## [What to do]
All entries below are to be copied precisely as they appear.

○ ○ ○

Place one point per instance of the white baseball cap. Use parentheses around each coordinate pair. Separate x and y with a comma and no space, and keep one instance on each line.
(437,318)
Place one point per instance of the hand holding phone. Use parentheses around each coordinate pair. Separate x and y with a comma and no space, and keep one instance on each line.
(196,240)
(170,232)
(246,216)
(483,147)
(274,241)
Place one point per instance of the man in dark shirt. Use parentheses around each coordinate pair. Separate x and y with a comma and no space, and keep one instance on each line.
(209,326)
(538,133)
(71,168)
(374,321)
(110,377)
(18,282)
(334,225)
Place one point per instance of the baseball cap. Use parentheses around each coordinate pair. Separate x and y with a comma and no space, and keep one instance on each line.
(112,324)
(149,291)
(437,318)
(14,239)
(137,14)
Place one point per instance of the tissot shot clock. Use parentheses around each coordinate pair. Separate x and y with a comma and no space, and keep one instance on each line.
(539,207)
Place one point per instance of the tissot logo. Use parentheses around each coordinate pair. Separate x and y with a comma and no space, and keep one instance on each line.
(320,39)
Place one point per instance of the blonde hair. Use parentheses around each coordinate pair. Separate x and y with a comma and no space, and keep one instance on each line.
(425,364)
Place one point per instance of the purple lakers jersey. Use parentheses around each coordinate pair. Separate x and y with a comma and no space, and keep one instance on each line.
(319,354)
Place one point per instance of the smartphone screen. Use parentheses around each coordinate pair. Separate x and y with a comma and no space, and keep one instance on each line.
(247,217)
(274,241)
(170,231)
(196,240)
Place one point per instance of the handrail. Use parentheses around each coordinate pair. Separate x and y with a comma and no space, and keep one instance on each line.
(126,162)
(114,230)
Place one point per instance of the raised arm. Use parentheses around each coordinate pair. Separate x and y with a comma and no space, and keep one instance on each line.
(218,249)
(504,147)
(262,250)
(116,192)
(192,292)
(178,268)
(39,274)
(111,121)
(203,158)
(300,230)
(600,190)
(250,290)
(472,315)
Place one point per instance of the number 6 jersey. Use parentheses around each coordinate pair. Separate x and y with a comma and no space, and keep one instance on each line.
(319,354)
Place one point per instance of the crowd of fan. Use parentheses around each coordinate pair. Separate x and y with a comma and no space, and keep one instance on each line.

○ ○ ○

## [Finished task]
Place one point per instance of the white baseball cap. Use parentheses around each coordinate pair. Separate x and y with a comma and no space, and keep one instance on each line.
(437,318)
Place one point per instance of the hand holding phone. Use parentheses around each coordinate pair. Separate x and y with a comma and no space, and keep one instance on each line.
(196,240)
(170,232)
(246,216)
(483,147)
(274,241)
Place one point per instance of the man in dark shirt. Use parentheses around each coordinate pair. Separate x and y with a comma and no space, and keep one instance on each line.
(209,326)
(538,133)
(71,168)
(374,321)
(110,377)
(18,282)
(334,225)
Place one point per instance of the baseball cap. Use parentheses around each coordinate pair. Separate x and y with a comma and no space, and keep one instance on each line.
(112,324)
(149,291)
(437,318)
(14,239)
(137,14)
Place one point per instance of the tissot shot clock. Use parentheses around each coordinate pair. Separate x and y with a comma and no space, and keep one instance on each line.
(539,207)
Place one point per instance of the tissot logo. Use parentheses around each coordinate pair. Separate x and y with a comma and no space, and keep one instance on each line.
(320,39)
Place one point per instance of the blonde hair. Use parentheses around each coordinate pair. Separate x and y with a comma and no space, and keep one instance on each line.
(425,364)
Place one point per instance of the purple lakers jersey. Use parentheses around each coordinate pair. Separate x and y with a comma and no space, and keep one instance on each line.
(319,354)
Place one point per instance of the smartphone screen. Use parentheses around each coordinate pair. Separate x and y with a comma and no space, and keep one instance on each line.
(247,217)
(274,241)
(170,231)
(196,240)
Place one point per instance of the handrail. Use parentheses around each coordinate pair. Separate x and y with a comma and no space, and keep one instance on each line.
(126,162)
(114,230)
Place one point per instance of the raised arm. Use parentheses around each coordinate pair. Separate x and y with a comma and no space, and keep one instance on each line.
(218,249)
(504,147)
(262,250)
(116,192)
(192,292)
(178,268)
(39,274)
(111,121)
(203,158)
(300,230)
(600,190)
(250,290)
(472,315)
Place one point per instance of the number 6 jersey. Use parentheses around each coordinate pair. Separate x and y with a comma and no space, and keep one instance on each line.
(319,354)
Place one point per instance of the crowd of fan. Use parentheses around each coordinate pair. Separate x and y with a comma and no space, and keep one instance on each line.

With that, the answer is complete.